_Requirement 1_
Please return the part of the reinforcement learning passage starting at "Looking at the" and ending at "in self-play training.".
_Requirement 2_
Answer these questions from the reinforcement learning passage.
(a) On how many different tracks were the single agents evaluated?
(b) What overtaking strategy did the self-play agents learn?
(c) What does the passage say explains the self-play PPO's decreasing training curve?

Well unfortunately… I lost :( Both SB3 models beat my single and self-play models:
Or did they…
Let’s talk first about the single agents. Sure, the SB3 agents went faster and took less steps than my ‘from scratch’ single agent. But look closer. Do you notice anything special about the paths they took? That’s right! My custom agent will always take a shorter path on average:
This is interesting to note because it shows how in RL, unless instructions are very precise, two different agents can learn two different solutions which could both be considered ‘optimal’ for the given task. Although the SB3 agents were faster, they took on average less optimal routes. (Just to give context, this was evaluated on 40 different tracks with 5 attempts per track).
And next, concentrating on self-play, we can also observe some interesting stuff. For instance, because the self-play agents learned that coming in first was good, it learned natural strategies like overtaking by taking a sharp inside line around corners. As such, it was able to eek out the general SB3 model in this regard. But, it also learned other strategies like sacrificing speed to block other agents which, while unintentional, help to showcase the competitive nature of the environment. And, one more interesting thing of note is that the self-play agent never failed in all the evaluations. So, although it went slower, it still demonstrated how self play can still preserve robust systems and environments.
Finally, we can take a look at the training data:
Note that the data may look skewed since the reward functions differed between models so they needed to be normalized so in fact although the SB3 finetuned model did better than the generalized one, they look around the same.
Looking at the training data, we can actually see how well we succeeded in our implementation. Firstly, our ‘from scratch’ implementation of single PPO matched the curve of the SB3 agent which used the same hyperparameters as our PPO. So, this acts as a validation of correctness (the from scratch model performed and learned similarly to a SOTA baseline model. And secondly, our self-play PPO, although it actually decreased over time and had a lot of fluctuations between 1 and 3 million steps, actually worked. This behaviour can be explained by curriculum learning: it was matched up against harder and harder opponents meaning that it wasn’t able to get as many rewards. So, the fact that it started to stabilize signifies success and that the agent approached an optimum in self-play training.
So overall, I think that this was a massive success!!!
Conclusion
This was a little walkthrough of how to build a self playing PPO agent from the ground up, starting from ideas core to reinforcement learning and ending with competitive behaviour emerging implicitly from a racing environment.

_Data shown_
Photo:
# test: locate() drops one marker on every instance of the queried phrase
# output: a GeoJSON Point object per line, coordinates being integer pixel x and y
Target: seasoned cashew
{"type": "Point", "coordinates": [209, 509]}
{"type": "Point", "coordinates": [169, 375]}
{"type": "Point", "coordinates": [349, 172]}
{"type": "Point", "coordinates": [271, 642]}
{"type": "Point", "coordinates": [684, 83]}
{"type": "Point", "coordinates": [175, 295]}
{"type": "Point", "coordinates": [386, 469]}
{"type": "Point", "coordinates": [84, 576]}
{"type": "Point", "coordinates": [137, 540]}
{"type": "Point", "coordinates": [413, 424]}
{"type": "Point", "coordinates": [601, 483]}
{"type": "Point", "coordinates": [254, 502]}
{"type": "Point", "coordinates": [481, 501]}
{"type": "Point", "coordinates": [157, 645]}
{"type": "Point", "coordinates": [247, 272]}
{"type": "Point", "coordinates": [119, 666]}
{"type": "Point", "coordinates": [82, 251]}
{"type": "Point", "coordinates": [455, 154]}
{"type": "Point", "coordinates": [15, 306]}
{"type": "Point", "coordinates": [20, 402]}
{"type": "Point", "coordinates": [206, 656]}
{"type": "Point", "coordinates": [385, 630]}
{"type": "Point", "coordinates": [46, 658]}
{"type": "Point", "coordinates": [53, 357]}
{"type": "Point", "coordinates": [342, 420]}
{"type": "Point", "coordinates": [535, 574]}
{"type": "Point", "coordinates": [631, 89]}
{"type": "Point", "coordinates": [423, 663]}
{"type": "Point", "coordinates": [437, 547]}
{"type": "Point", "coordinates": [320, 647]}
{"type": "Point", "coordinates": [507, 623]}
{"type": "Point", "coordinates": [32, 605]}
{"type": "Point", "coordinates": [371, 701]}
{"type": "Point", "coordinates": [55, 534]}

_Answer space 1_
Looking at the training data, we can actually see how well we succeeded in our implementation. Firstly, our ‘from scratch’ implementation of single PPO matched the curve of the SB3 agent which used the same hyperparameters as our PPO. So, this acts as a validation of correctness (the from scratch model performed and learned similarly to a SOTA baseline model. And secondly, our self-play PPO, although it actually decreased over time and had a lot of fluctuations between 1 and 3 million steps, actually worked. This behaviour can be explained by curriculum learning: it was matched up against harder and harder opponents meaning that it wasn’t able to get as many rewards. So, the fact that it started to stabilize signifies success and that the agent approached an optimum in self-play training.

_Answer space 2_
(a) 40 tracks, with 5 attempts per track.
(b) Taking a sharp inside line around corners.
(c) Curriculum learning: it was matched against harder and harder opponents, so it couldn't get as many rewards.